WHAT TO WORK ON: Find every line below that contains the string "metal", and copy each one in full. Matching is case-sensitive.

RECORDS FOR THIS TASK:
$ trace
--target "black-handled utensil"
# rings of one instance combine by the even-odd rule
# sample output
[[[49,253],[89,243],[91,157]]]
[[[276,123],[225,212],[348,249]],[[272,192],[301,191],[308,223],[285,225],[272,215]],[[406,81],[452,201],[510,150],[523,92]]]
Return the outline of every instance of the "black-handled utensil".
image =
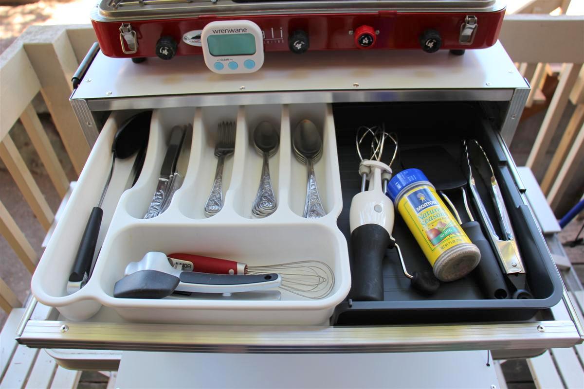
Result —
[[[491,244],[482,232],[480,223],[475,221],[472,217],[472,213],[468,206],[466,191],[463,187],[461,187],[460,190],[462,192],[463,201],[464,202],[464,208],[469,219],[468,222],[464,223],[462,222],[456,207],[448,196],[442,191],[440,195],[450,206],[453,215],[463,227],[467,236],[481,251],[481,261],[472,274],[475,274],[478,278],[481,289],[486,299],[497,300],[507,299],[510,295],[509,290],[507,288],[507,283],[505,282],[503,273],[499,267],[499,261],[495,257]]]
[[[103,210],[102,204],[112,180],[116,159],[128,158],[146,147],[148,144],[152,111],[146,111],[130,117],[120,126],[112,145],[112,165],[97,206],[93,207],[85,225],[79,248],[69,276],[67,290],[69,293],[78,290],[86,283],[95,254],[98,237],[101,227]],[[135,166],[135,164],[134,164]]]
[[[171,132],[168,141],[168,148],[162,161],[160,169],[160,177],[156,190],[148,210],[144,215],[144,219],[151,219],[158,216],[164,210],[164,203],[168,197],[169,192],[172,188],[174,174],[176,171],[176,162],[178,160],[182,147],[183,141],[186,133],[187,126],[175,125]]]
[[[175,268],[163,253],[150,251],[128,264],[125,276],[114,286],[114,297],[161,299],[175,291],[199,293],[250,292],[278,288],[279,274],[230,275],[184,271]]]

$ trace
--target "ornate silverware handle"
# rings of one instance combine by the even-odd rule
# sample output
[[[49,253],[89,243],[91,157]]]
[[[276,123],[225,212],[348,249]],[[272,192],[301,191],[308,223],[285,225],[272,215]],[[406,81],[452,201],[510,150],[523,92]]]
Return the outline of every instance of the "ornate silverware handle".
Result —
[[[274,194],[274,188],[272,185],[272,178],[270,177],[270,164],[268,162],[269,156],[267,153],[263,154],[263,165],[262,167],[262,177],[260,178],[259,187],[258,188],[258,194],[252,206],[252,209],[262,208],[266,213],[265,216],[272,213],[278,206]]]
[[[215,171],[215,180],[211,188],[211,194],[205,204],[205,215],[207,218],[213,216],[223,208],[223,164],[225,156],[221,155],[217,160],[217,167]]]
[[[176,192],[176,191],[180,189],[184,177],[180,173],[175,173],[171,176],[171,182],[168,184],[168,193],[164,199],[162,206],[160,208],[158,215],[164,212],[170,206],[171,202],[172,201],[172,198],[174,197],[175,193]]]
[[[314,174],[312,160],[311,158],[308,158],[307,160],[308,180],[306,184],[306,202],[304,204],[304,216],[307,219],[318,219],[326,215],[326,212],[322,207],[321,197],[318,195],[318,187],[317,186],[317,177]]]
[[[164,197],[168,189],[168,183],[169,177],[161,177],[158,178],[158,184],[156,187],[156,191],[150,202],[146,214],[144,215],[144,219],[152,219],[158,215],[160,209],[162,206],[162,202],[164,202]]]

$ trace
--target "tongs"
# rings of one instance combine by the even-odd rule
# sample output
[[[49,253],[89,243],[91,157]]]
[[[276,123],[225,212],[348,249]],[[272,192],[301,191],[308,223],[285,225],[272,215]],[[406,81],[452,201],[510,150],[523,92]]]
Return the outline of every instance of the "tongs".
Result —
[[[531,294],[527,291],[526,283],[525,267],[519,254],[519,250],[515,240],[515,234],[511,226],[509,213],[505,206],[503,195],[497,179],[495,177],[492,165],[489,160],[486,153],[482,147],[475,139],[463,141],[466,153],[468,169],[468,184],[471,193],[474,199],[475,205],[478,209],[479,218],[487,230],[487,238],[495,254],[499,260],[503,272],[507,279],[515,287],[516,291],[513,295],[514,299],[533,299]],[[488,187],[489,194],[495,207],[499,226],[503,236],[499,237],[495,227],[489,217],[481,196],[477,187],[477,183],[472,176],[471,164],[475,167],[481,177]]]

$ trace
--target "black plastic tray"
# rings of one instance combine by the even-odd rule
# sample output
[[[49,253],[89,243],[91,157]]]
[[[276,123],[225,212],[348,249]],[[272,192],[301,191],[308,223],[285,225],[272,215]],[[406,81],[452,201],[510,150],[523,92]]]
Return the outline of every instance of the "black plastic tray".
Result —
[[[355,131],[360,125],[384,123],[386,131],[398,134],[402,149],[439,145],[453,157],[465,163],[465,160],[461,159],[461,139],[474,138],[482,146],[493,165],[526,268],[527,283],[534,298],[485,299],[472,274],[454,282],[442,283],[437,293],[425,297],[410,288],[409,280],[404,275],[397,253],[388,250],[384,260],[384,300],[353,302],[347,299],[336,307],[331,318],[332,324],[375,325],[525,320],[533,317],[540,310],[550,308],[559,302],[562,297],[561,281],[533,216],[528,206],[523,204],[513,178],[509,166],[514,163],[507,160],[499,135],[485,117],[478,103],[343,104],[334,105],[333,110],[343,205],[338,225],[347,239],[349,253],[349,209],[351,199],[360,190],[361,185],[354,138]],[[384,162],[389,162],[392,152],[392,148],[388,146]],[[423,158],[423,155],[420,155],[420,157]],[[399,155],[392,168],[394,173],[402,170]],[[485,193],[483,198],[488,198],[484,185],[479,190]],[[452,195],[450,198],[463,222],[467,220],[465,212],[461,212],[464,210],[461,197]],[[489,202],[485,202],[491,219],[496,220],[493,207]],[[422,250],[397,213],[393,234],[400,246],[410,273],[431,269]]]

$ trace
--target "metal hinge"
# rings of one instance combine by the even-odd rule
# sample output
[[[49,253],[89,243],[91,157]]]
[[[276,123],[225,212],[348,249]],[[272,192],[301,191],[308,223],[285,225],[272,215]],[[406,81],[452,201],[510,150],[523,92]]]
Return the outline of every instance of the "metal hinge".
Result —
[[[138,51],[136,31],[132,29],[132,26],[129,23],[123,23],[120,26],[120,44],[121,45],[121,51],[124,54],[134,54]],[[128,50],[126,50],[126,44]]]
[[[477,23],[477,16],[467,15],[464,18],[464,23],[460,26],[460,36],[458,37],[458,43],[460,44],[472,44],[478,24]]]

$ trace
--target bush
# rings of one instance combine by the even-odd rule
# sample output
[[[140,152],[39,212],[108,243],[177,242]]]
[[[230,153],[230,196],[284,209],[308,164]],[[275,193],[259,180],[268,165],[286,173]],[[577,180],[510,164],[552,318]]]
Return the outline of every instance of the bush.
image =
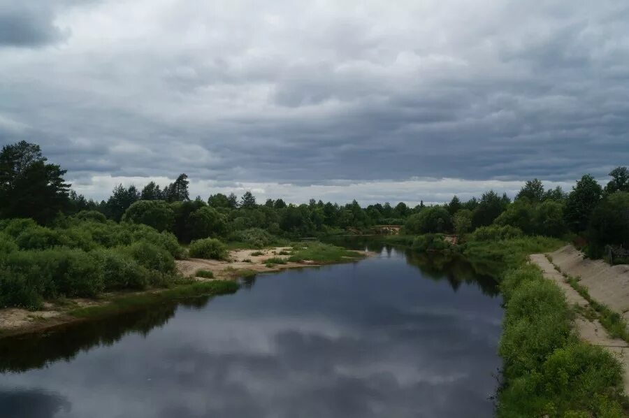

COMPLETED TASK:
--target "metal hinge"
Return the outline of every instance of the "metal hinge".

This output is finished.